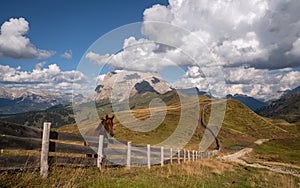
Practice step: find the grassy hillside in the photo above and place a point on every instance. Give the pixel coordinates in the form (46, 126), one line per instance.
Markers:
(206, 173)
(241, 126)
(287, 108)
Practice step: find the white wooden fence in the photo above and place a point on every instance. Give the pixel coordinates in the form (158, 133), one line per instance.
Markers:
(128, 155)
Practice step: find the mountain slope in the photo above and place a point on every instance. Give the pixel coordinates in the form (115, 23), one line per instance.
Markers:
(124, 84)
(287, 108)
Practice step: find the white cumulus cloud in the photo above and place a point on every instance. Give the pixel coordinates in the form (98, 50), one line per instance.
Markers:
(67, 54)
(46, 78)
(14, 43)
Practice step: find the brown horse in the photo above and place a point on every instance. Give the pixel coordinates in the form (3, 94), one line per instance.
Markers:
(104, 127)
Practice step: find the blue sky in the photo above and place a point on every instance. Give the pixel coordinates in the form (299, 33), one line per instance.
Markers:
(244, 47)
(69, 25)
|---|
* [Exercise aim]
Go through the lines above and copy any that contain "white".

* [Exercise solution]
Practice step: find the white wooden fence in the photo above and place a point on every instance. Give the pixel coordinates in the form (158, 133), one line per instance.
Practice step: find the white cumulus cloud in the photo above and place a point on every instance. Give the pixel coordinates in the form (98, 50), one line per instance.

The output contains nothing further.